#### Task input

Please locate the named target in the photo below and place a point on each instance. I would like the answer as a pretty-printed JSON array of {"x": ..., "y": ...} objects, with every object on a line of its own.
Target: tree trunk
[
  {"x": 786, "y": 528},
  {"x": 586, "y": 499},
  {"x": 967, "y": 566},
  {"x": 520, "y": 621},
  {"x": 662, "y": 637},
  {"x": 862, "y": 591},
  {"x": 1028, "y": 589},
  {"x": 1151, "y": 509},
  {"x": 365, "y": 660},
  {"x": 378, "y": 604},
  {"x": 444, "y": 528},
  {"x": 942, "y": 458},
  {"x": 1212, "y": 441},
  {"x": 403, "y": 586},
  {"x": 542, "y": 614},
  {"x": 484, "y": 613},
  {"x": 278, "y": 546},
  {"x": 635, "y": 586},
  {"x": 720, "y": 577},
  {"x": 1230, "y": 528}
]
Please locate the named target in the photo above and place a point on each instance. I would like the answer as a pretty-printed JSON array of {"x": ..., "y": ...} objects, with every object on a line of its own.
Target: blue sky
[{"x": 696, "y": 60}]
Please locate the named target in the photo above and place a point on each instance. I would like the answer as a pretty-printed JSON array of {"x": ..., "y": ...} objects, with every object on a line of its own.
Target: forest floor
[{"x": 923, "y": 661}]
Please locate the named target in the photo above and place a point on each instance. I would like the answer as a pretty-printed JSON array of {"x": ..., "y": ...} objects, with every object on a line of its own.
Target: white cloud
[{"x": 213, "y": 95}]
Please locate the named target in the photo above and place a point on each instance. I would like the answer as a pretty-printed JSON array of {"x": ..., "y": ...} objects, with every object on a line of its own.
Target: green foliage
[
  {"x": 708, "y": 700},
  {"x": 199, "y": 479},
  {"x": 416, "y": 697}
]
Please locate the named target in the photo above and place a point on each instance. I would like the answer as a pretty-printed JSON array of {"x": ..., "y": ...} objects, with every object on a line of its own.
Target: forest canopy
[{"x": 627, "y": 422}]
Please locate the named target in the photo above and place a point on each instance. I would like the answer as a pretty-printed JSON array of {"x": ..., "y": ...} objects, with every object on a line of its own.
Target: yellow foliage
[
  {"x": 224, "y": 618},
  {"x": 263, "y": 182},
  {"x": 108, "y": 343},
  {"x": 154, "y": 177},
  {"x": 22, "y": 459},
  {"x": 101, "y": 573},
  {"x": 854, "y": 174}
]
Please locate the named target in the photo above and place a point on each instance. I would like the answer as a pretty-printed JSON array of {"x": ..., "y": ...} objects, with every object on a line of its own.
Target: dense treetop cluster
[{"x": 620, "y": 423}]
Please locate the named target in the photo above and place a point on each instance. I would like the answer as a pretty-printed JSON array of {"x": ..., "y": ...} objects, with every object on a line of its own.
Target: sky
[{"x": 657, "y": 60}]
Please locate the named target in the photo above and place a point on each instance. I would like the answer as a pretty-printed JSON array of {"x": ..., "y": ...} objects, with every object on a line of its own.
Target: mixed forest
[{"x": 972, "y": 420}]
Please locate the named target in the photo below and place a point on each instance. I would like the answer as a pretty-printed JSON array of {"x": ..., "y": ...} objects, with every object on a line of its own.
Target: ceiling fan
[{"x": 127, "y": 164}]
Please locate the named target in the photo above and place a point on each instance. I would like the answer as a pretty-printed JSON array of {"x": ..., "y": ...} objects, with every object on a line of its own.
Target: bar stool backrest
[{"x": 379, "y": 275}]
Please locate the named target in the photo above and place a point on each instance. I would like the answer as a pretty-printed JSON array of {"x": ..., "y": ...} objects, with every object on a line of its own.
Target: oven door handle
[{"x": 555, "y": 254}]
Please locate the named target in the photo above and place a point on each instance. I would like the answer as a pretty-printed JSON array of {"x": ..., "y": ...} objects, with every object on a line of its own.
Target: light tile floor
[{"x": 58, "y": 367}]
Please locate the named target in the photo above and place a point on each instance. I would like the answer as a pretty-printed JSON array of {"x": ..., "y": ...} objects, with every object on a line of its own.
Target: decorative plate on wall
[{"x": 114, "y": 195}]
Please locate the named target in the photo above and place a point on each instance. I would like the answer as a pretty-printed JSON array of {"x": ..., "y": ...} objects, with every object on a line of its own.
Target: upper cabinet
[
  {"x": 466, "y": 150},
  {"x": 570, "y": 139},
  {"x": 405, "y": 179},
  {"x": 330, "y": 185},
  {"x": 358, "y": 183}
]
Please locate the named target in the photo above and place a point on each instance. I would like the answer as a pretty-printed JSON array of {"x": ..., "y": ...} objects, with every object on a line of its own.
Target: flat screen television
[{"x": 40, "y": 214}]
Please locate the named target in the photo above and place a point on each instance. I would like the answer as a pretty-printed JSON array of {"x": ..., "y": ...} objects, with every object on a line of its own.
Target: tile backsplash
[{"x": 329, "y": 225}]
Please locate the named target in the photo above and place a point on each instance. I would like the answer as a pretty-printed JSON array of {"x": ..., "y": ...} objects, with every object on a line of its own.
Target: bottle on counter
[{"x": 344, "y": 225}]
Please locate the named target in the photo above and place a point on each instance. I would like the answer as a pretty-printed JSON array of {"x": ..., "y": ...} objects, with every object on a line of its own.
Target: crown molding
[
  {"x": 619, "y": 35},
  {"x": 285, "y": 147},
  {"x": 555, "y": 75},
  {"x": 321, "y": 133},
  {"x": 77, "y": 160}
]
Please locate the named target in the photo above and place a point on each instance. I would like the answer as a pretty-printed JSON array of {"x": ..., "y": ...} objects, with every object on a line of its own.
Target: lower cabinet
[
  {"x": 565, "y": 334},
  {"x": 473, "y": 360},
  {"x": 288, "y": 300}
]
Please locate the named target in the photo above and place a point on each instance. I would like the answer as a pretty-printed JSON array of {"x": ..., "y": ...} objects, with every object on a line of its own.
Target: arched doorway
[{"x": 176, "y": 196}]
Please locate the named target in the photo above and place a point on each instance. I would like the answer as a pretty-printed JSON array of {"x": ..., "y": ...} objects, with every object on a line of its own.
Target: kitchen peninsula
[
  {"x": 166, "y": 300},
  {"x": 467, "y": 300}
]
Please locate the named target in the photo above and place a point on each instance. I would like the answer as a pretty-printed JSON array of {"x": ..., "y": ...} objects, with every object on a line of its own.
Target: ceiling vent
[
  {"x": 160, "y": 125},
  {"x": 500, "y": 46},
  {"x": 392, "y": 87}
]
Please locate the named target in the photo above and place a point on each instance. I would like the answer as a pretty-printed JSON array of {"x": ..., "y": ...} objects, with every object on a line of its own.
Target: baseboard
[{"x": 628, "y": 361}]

########

**Exercise objective:** Please repeat the whole listing above, keeping every line exactly as it reads.

**Finished exercise:**
Please locate the named target in the photo below and place a point on each instance. I would like the answer as a pretty-printed JSON array of {"x": ..., "y": ...} objects, with every object on a line of its own.
Target: tree trunk
[
  {"x": 786, "y": 528},
  {"x": 586, "y": 499},
  {"x": 967, "y": 566},
  {"x": 520, "y": 621},
  {"x": 662, "y": 637},
  {"x": 862, "y": 591},
  {"x": 1028, "y": 589},
  {"x": 1151, "y": 509},
  {"x": 365, "y": 660},
  {"x": 378, "y": 604},
  {"x": 444, "y": 528},
  {"x": 942, "y": 458},
  {"x": 1212, "y": 441},
  {"x": 403, "y": 586},
  {"x": 542, "y": 614},
  {"x": 484, "y": 613},
  {"x": 278, "y": 546},
  {"x": 635, "y": 586},
  {"x": 720, "y": 577},
  {"x": 1230, "y": 528}
]
Please locate the named target in the photo above and place a point on each instance. I would like the answer as a pretty-printed JSON array of {"x": ..., "y": ...} objects, with every object on a line of its own.
Target: blue sky
[{"x": 696, "y": 60}]
Please locate the named target in the photo above and place a point on each instance. I would like the answer as a pretty-printed JSON array of {"x": ..., "y": ...} objects, with every object on a line of its own.
Target: forest floor
[{"x": 923, "y": 661}]
Please locate the named target in the photo above and place a point on each instance. I would like the answer as a pretty-printed JSON array of {"x": ..., "y": ...} objects, with every object on a line of its own.
Target: white cloud
[{"x": 213, "y": 95}]
Please locate the named target in the photo above and place a point on each instance. I would like the answer as a pretty-printed JSON array of {"x": ..., "y": ...} objects, with every object on a line of its own.
Target: green foliage
[
  {"x": 708, "y": 700},
  {"x": 199, "y": 479},
  {"x": 416, "y": 697}
]
Please locate the named target in the photo above and place a point on each instance. I would like the answer as a pretty-printed JSON array of {"x": ..., "y": ...} objects, with every object on a line of its own.
Target: forest canopy
[{"x": 627, "y": 422}]
Please locate the named target in the photo above and place a point on each instance. I would like the answer as a pretty-printed JSON array of {"x": ..., "y": ...} objects, with every object on a line of its own.
Target: yellow foliage
[
  {"x": 224, "y": 618},
  {"x": 263, "y": 182},
  {"x": 108, "y": 343},
  {"x": 154, "y": 177},
  {"x": 22, "y": 459},
  {"x": 101, "y": 573},
  {"x": 854, "y": 174}
]
Please locate the named target in the photo above and place a point on each instance. I would like the answer as a pretty-printed JSON array of {"x": ..., "y": ...} objects, with every object on a line of its own.
Target: dense treetop cluster
[{"x": 620, "y": 423}]
Please locate the named target in the photo above and place a point on each instance. I would like the answer as a pretty-printed JSON array of {"x": ..., "y": ...} objects, with every object on a line of its own.
Target: sky
[{"x": 657, "y": 60}]
Please locate the named target in the photo above and place a point on each instance. I would like the answer as a pretty-printed JSON array of {"x": ..., "y": ...} objects, with every object on a line of its own.
Target: mixed forest
[{"x": 972, "y": 420}]
Please locate the named target in the photo below and place a point on each instance. I would like the answer as a pretty-printed JSON array of {"x": ..., "y": ...} objects, with every object on a line of its own.
Target: ceiling fan
[{"x": 127, "y": 164}]
Please locate the named target in the photo above and place a point on each instance. I would like the answer as a pretty-printed JSON array of {"x": ..., "y": ...} objects, with every object on a line of its own.
Target: bar stool backrest
[{"x": 379, "y": 275}]
Please locate the named target in the photo above and place a point on each instance. I would like the answer as a pretty-printed JSON array of {"x": ..., "y": ...} objects, with every object on a line of its own.
Target: oven door handle
[{"x": 555, "y": 254}]
Please locate the named target in the photo above and place a point on each instance. I would like the answer as a pretty-printed JSON array of {"x": ..., "y": ...} objects, with every object on a line of its own.
Target: light tile floor
[{"x": 58, "y": 367}]
Please locate the named target in the photo above and place a point on each instance. I would like the answer as a pretty-printed JSON array of {"x": ..., "y": ...} objects, with every object on a line of its own.
Target: decorative plate on wall
[{"x": 114, "y": 195}]
Please locate the named target in the photo above and place a point on each instance. I would like the answer as a pretty-printed JSON array of {"x": ..., "y": ...} objects, with every object on a line of its own.
Target: upper cabinet
[
  {"x": 466, "y": 150},
  {"x": 570, "y": 139},
  {"x": 405, "y": 179},
  {"x": 330, "y": 185},
  {"x": 358, "y": 183}
]
Please locate the named target in the photo above and place a point on each instance. I would like the answer as a pretty-printed JSON array of {"x": ..., "y": ...} objects, with every object on a line of its own.
Target: flat screen television
[{"x": 40, "y": 214}]
Please locate the named target in the photo above and place a point on each instance. I would like the answer as a pretty-printed JSON array of {"x": ..., "y": ...} objects, with every object on a line of its own.
Target: tile backsplash
[{"x": 329, "y": 225}]
Please locate the named target in the photo above and place a point on each instance. I would like the answer as a pretty-printed JSON array of {"x": ..., "y": ...} objects, with every object on a line of its own.
Target: bottle on counter
[{"x": 344, "y": 225}]
Please locate the named target in the photo above and place a point on each instance. I would like the answer as a pretty-printed JSON array of {"x": ..., "y": ...} objects, with every object on a line of its own.
Target: crown molding
[
  {"x": 619, "y": 35},
  {"x": 285, "y": 147},
  {"x": 555, "y": 75},
  {"x": 321, "y": 133},
  {"x": 77, "y": 160}
]
Please locate the named target in the photo above and place a point on each instance. I would like the answer as a pretty-printed JSON array of {"x": ..., "y": ...} objects, with every object on a line of its own.
Target: lower cabinet
[
  {"x": 565, "y": 334},
  {"x": 473, "y": 360},
  {"x": 288, "y": 300}
]
Please locate the named target in the photo above and place a point on each instance. I would like the answer as a pretty-printed JSON array of {"x": ..., "y": ...} objects, with every object on a line of its own.
Target: arched doorway
[{"x": 176, "y": 196}]
Please locate the named target in the photo above and place a point on each instance. I would like the answer as a pretty-printed JSON array of {"x": ..., "y": ...} objects, with every object on a line of its own.
Target: kitchen peninsula
[
  {"x": 166, "y": 300},
  {"x": 467, "y": 300}
]
Please locate the named target in the photo above and place a point on each instance. I would like the answer as a pretty-printed JSON array of {"x": ..., "y": ...} objects, with every object on a line of its own.
Target: ceiling vent
[
  {"x": 160, "y": 125},
  {"x": 500, "y": 46},
  {"x": 392, "y": 87}
]
Please locate the named target in the photo above and place a point on each instance. I would like the answer as a pretty-printed JSON array of {"x": ..., "y": ...} objects, with every object on a line of its own.
Target: baseboard
[{"x": 628, "y": 361}]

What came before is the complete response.